►
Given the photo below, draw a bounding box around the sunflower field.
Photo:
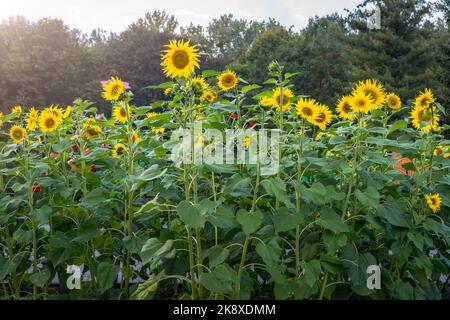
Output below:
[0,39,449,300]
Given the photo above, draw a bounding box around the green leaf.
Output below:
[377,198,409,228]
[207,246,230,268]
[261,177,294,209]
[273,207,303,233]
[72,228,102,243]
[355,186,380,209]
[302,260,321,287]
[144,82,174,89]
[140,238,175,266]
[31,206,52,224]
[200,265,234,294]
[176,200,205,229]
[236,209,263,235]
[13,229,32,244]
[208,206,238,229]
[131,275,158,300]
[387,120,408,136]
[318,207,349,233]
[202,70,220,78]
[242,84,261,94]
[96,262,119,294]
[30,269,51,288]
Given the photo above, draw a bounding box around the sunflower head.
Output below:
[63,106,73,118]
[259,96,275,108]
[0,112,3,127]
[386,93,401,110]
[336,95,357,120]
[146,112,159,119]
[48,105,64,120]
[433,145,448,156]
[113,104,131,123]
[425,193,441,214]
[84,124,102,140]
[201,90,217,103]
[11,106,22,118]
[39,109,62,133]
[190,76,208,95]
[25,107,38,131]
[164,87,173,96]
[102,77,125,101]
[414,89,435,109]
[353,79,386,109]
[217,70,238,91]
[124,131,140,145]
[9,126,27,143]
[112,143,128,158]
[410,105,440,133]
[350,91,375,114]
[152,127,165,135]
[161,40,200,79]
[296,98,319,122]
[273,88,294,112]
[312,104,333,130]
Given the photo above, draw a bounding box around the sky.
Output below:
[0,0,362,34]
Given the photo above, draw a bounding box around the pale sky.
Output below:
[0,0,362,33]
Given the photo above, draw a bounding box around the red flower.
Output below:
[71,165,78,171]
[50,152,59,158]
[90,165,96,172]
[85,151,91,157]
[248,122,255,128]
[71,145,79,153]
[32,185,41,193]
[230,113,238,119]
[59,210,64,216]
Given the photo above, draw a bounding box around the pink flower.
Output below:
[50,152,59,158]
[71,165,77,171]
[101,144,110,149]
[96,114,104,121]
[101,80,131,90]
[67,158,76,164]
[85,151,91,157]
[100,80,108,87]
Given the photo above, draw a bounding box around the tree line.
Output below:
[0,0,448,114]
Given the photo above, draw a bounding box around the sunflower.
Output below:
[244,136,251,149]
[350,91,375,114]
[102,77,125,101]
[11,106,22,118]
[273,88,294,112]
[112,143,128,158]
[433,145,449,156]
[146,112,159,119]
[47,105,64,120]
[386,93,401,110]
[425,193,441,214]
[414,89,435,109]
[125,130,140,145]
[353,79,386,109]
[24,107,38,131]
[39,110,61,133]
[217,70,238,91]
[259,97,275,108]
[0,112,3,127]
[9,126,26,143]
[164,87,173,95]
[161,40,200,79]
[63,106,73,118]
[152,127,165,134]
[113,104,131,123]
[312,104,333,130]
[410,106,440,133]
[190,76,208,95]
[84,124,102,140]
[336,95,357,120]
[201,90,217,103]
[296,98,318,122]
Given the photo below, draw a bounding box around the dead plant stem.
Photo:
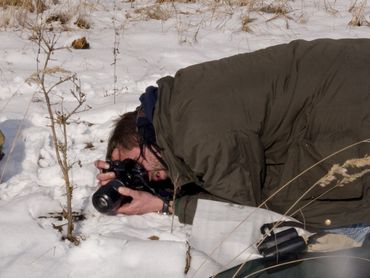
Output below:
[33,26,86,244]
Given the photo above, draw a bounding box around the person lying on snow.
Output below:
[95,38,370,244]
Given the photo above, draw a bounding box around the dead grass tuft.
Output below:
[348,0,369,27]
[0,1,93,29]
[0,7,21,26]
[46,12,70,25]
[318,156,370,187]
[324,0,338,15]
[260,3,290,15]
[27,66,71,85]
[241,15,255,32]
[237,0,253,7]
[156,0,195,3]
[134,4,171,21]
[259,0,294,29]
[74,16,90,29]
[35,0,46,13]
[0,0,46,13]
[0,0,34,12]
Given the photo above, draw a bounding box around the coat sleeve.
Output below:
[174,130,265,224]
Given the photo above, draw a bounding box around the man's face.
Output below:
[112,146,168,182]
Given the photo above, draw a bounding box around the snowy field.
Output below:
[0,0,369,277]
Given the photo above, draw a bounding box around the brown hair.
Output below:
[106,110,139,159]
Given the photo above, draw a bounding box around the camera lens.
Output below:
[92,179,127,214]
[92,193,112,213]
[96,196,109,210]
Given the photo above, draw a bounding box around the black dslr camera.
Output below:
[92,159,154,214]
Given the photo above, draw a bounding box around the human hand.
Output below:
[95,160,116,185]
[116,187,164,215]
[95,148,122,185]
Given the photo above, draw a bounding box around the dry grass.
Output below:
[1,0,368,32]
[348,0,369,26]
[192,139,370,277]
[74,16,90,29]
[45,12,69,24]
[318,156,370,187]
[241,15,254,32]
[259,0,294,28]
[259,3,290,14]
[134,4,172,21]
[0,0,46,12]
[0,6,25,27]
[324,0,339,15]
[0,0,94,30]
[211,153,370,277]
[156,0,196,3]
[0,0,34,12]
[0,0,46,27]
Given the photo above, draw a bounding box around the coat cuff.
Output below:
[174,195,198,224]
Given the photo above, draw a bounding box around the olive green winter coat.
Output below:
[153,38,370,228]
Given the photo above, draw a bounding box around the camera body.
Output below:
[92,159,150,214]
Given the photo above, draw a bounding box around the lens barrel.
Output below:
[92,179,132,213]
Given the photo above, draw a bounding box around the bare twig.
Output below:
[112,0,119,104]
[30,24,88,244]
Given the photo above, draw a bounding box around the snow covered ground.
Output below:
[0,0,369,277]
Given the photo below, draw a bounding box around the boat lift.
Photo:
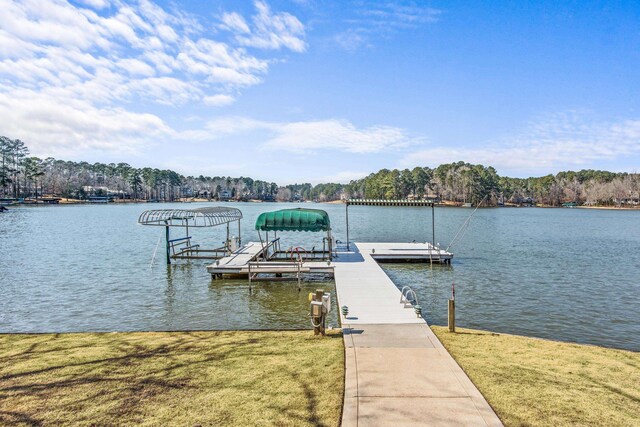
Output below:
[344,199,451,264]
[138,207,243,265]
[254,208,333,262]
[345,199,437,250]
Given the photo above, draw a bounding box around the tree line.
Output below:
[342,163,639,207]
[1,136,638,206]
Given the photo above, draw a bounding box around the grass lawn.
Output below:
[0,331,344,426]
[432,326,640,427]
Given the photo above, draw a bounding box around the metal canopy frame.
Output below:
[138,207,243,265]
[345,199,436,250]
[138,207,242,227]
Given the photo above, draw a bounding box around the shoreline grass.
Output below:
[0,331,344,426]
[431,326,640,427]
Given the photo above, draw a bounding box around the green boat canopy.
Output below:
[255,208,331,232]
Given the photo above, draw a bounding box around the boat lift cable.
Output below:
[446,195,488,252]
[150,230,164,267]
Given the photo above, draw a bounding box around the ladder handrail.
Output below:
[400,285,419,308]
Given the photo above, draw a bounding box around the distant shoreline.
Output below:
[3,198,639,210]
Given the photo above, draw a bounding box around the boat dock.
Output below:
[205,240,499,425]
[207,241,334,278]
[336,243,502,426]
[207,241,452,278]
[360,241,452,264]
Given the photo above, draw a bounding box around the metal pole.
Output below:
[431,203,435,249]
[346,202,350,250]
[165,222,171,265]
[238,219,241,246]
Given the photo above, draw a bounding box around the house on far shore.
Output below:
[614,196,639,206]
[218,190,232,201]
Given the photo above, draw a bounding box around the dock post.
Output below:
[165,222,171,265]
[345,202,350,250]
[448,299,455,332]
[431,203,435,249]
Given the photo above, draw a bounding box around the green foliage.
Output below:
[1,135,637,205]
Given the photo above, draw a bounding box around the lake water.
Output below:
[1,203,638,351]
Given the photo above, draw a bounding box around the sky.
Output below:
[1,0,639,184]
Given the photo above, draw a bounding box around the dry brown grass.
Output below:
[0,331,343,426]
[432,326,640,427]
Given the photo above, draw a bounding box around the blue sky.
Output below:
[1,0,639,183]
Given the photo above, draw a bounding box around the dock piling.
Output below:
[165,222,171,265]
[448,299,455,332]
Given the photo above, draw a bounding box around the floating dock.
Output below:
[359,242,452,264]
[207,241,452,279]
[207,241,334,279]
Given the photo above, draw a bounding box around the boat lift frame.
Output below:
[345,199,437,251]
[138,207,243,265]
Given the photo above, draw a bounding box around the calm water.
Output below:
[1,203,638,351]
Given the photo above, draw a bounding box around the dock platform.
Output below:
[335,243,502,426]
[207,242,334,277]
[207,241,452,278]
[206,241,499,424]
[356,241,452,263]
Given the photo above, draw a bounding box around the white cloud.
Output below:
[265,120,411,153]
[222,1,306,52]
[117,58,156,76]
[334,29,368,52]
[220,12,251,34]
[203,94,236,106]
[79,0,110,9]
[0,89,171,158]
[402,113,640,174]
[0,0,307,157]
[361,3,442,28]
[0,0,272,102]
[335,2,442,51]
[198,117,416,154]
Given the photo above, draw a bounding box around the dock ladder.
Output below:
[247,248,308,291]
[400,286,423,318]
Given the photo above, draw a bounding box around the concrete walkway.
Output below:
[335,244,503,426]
◄
►
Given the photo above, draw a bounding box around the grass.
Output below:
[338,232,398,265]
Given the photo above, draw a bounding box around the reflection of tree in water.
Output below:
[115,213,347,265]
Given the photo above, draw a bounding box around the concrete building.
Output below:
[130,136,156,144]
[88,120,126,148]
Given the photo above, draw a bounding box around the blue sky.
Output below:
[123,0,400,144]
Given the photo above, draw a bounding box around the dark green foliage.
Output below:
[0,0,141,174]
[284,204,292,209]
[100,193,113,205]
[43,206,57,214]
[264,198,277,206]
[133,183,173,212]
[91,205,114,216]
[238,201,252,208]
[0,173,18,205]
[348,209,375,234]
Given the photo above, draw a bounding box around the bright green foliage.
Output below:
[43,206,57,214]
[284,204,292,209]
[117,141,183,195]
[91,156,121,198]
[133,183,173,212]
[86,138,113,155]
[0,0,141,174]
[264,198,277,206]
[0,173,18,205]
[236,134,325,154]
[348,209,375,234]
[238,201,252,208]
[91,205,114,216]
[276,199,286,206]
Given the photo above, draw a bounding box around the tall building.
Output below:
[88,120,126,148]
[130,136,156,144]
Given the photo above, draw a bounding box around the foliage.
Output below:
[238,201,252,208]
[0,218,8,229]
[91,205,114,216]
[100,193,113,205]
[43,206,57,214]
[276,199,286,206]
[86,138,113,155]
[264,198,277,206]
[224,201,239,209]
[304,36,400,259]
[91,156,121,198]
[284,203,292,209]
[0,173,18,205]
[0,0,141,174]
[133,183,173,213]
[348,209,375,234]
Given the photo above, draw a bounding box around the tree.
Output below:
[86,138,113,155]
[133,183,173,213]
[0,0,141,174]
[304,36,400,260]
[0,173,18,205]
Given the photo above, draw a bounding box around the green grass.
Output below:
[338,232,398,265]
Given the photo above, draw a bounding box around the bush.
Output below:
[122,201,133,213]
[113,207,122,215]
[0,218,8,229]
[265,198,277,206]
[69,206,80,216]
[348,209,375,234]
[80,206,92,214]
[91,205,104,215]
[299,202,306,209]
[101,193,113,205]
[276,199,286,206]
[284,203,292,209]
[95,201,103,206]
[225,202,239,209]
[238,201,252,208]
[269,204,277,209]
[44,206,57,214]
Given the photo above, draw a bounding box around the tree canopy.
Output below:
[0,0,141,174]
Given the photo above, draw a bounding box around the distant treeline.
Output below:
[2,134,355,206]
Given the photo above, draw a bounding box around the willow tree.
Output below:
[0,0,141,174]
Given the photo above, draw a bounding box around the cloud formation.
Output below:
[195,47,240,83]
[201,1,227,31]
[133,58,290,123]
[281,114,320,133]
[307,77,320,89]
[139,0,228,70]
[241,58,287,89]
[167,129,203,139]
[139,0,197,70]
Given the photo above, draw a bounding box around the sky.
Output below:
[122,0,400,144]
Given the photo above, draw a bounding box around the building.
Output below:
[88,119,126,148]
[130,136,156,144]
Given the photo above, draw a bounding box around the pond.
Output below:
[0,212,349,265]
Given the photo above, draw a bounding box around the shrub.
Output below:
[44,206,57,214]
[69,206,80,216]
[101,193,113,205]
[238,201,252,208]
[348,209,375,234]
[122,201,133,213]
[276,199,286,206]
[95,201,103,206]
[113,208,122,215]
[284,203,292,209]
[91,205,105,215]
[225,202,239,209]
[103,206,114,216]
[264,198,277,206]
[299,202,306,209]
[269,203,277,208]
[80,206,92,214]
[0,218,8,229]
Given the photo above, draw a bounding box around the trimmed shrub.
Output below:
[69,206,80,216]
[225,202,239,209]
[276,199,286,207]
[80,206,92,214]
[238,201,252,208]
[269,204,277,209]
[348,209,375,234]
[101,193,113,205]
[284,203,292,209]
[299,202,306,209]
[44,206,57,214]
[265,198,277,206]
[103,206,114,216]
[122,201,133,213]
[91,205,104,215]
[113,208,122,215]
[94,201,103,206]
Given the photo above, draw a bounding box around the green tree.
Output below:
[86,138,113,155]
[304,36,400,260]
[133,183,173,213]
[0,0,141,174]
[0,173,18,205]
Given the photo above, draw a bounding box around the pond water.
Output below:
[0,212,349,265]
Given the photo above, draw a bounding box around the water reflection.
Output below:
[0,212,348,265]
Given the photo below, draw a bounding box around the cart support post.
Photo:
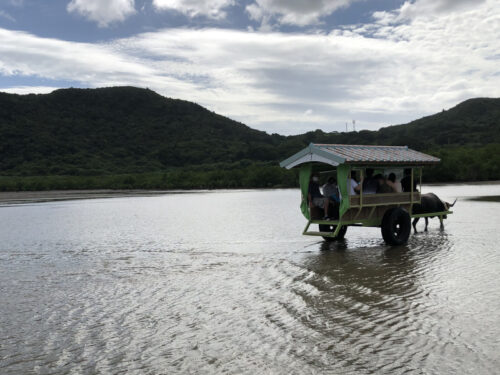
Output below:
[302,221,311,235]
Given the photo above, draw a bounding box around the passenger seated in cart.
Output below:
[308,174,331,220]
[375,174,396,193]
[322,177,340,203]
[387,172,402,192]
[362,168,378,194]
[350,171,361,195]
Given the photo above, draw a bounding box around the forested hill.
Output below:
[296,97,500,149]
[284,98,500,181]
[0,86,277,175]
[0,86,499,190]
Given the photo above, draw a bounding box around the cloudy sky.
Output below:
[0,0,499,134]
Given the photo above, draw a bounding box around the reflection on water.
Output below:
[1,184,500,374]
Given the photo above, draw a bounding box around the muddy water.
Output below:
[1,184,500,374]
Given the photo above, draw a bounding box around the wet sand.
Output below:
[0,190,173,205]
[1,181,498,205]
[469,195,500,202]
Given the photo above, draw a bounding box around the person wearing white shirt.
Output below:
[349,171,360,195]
◄
Using the data above, retype exactly the lines from the line with "Given the photo below, draw a bounding box around the sunflower" to the line with "the green leaf.", inclusive. No pictures and nothing else.

Given the photo below, draw a bounding box around the sunflower field.
Photo:
Output below:
[0,39,449,300]
Given the photo above, draw a bounding box around the green leaf.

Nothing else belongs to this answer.